EXTRACT PROVIDED:
++++++++

[Ocfs2-users] Shutdown to single user mode causes SysRq Reset

John McNulty johnmcn1 at googlemail.com
Thu Aug 13 16:15:58 PDT 2009


Well that's a relief, but are you sure it's the same thing?   I've seen
what happens when o2net thinks a node as been idle for too long due to
network issues and fences the offending node, and when SAN problems  
cause
DLM to evict a node that stops heartbeating to disk.  There is usually  
lots
of log evidence to tell me what's going on, but in this case there was
nothing.  It was instant, with no warning except those two words on the
console.  I was connected to the iLO and watching the console to try and
catch what popped up.  And Node B fencing itself the same way is a
puzzle and makes no sense at all as everything was up and running at
that point.

However, I've been meaning to setup netconsole, so I'll do that tomorrow
(friday) and make sure that dmesg is at logging level 8.  It's going to
be a quiet day, so I can repeat these tests a few times and will post  
back
anything new that I find.

++++++++

GIVEN RECORDS:
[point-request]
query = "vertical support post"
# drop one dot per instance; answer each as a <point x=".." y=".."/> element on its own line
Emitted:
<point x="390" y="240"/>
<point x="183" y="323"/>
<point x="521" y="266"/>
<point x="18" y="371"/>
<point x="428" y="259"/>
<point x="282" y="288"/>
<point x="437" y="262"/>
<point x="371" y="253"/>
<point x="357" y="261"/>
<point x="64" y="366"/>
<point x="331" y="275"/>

++++++++

PROBLEM TO WORK ON:
Carry on the mailing list message about the cluster node that reset itself when shut down to single user mode, starting after its final sentence. Nothing in the lines is needed here.

RESULT FOR THIS TASK:
I'm aware this might not be an OCFS2 issue at all. So I'll also try
unmounting all OCFS2 volumes first and stopping o2cb before repeating
a test.

About the "eeeeee" msgs.  I noticed during a shutdown halt that OCFS2
prints a "cccc" for filesystems it manages to unmount and "eeeeee" for
filesystems that it can't.  Most likely because files are still open by
running processes.  I believe I know which one is causing it and need to
adjust the shutdown order.

John


On 13 Aug 2009, at 18:52, Sunil Mushran wrote:

> This is a feature. ;)
>
> If you have mounted a volume on two or more nodes, the expectation
> is that the private interconnect will always remain up. If you  
> shutdown
> the network on a node, the cluster stack will have to kill a node. It
> does so inorder to prevent hangs in cluster operations.
>
> In a 2 node setup, the higher node number will fence. I would imagine
> Node A is the higher number. But I am not sure why Node B fenced on
> restart. The "eeeeeee" message does not ring a bell.
>
> If you want to get to the bottom of this, setup a netconsole server to
> capture the logs.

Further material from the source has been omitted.